++++ GIVEN PASSAGE ++++
It is human nature that when someone is around something every day, they don't notice the gradual changes so much. When Blogicito reader "LearningaboutHonduras" mentioned all the changes that she's noticed around La Ceiba in the past four years, I asked her to expound. Her answers were interesting to me and I thought they might be to some of you as well, especially those who haven't been to La Ceiba in a few years. Here is what she had to say:
-----------------From the few times we have been in La Ceiba we see many changes in just four years. We know that visiting would never be the same as living there.
Visiting sure gives my hubby and me food for thought as we decide if 'retirement' to Honduras to mission work of some kind would be feasible, safe, possible, appreciated, fulfilling, economical, astronomical, stupid, an eventuality, or just a passing dream. Lots to think about and we have good information through you and several others. Thanks.
When and if we ever move to Honduras on a longer term basis, maybe in two years for six months to test the waters, I hope to be able to meet you. Thanks for the inspiration.
Since you asked about the differences we have noted, I will share. We have been in La Ceiba in late January early February four years in a row. We stay around two or three weeks. Here are some changes we noticed, not in an particular order or significance. Just things hubby and I both comment on every year.
Less garbage burning.
Things seem to smell cleaner.
More vehicles on the road from San Pedro to Ceiba.
Less garbage and litter around the downtown park.
A lot less horse carts.
Generally noisier at all times of the day.
We are not sure if we are picking up more Spanish or if people are speaking more English but we seem to have fewer communication issues. At the airport customs desks and in the stores in the mall in Ceiba and El Progreso we had lots of service in English.
++++ DATASET ENTRIES ++++
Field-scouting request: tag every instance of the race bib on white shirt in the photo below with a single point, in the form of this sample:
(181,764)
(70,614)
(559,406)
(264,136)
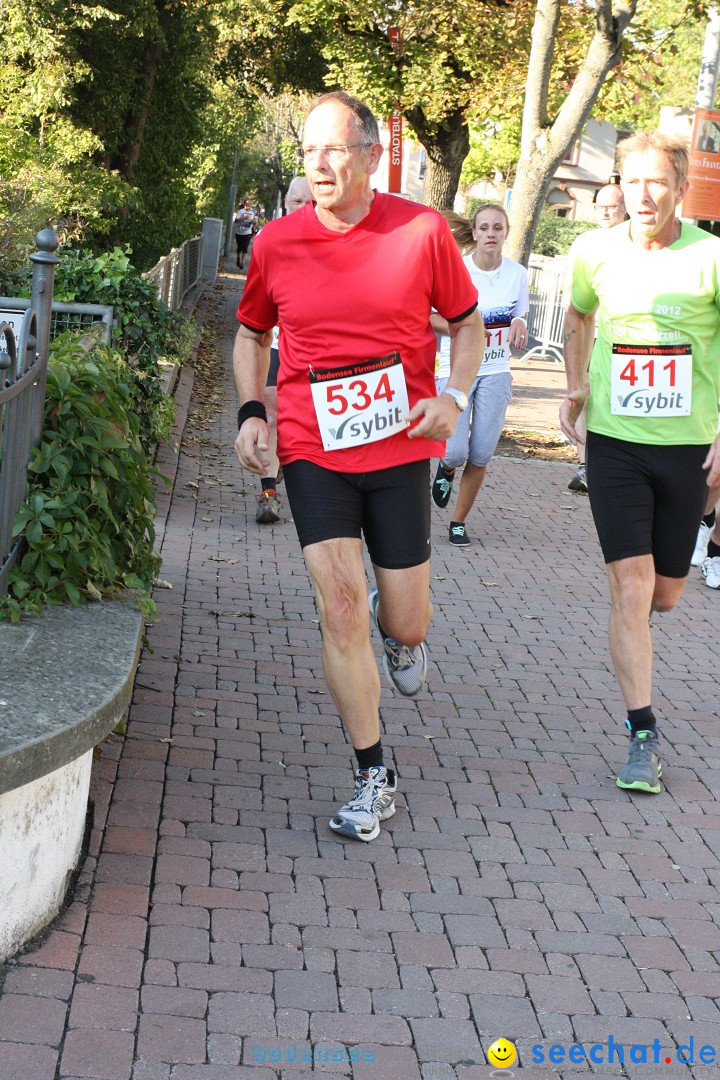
++++
**TASKS TO CARRY OUT**
[A] Please translate the sentence "We have been in La Ceiba in late January early February four years in a row." from the post on changes in La Ceiba into Spanish.
[B] From the post on changes in La Ceiba, copy the passage that starts with "Visiting sure gives" and continues through "to smell cleaner.".

**ANSWERS TO THE EXERCISES**
[A] Hemos estado en La Ceiba a finales de enero y principios de febrero cuatro años seguidos.

[B]
Visiting sure gives my hubby and me food for thought as we decide if 'retirement' to Honduras to mission work of some kind would be feasible, safe, possible, appreciated, fulfilling, economical, astronomical, stupid, an eventuality, or just a passing dream. Lots to think about and we have good information through you and several others. Thanks.
When and if we ever move to Honduras on a longer term basis, maybe in two years for six months to test the waters, I hope to be able to meet you. Thanks for the inspiration.
Since you asked about the differences we have noted, I will share. We have been in La Ceiba in late January early February four years in a row. We stay around two or three weeks. Here are some changes we noticed, not in an particular order or significance. Just things hubby and I both comment on every year.
Less garbage burning.
Things seem to smell cleaner.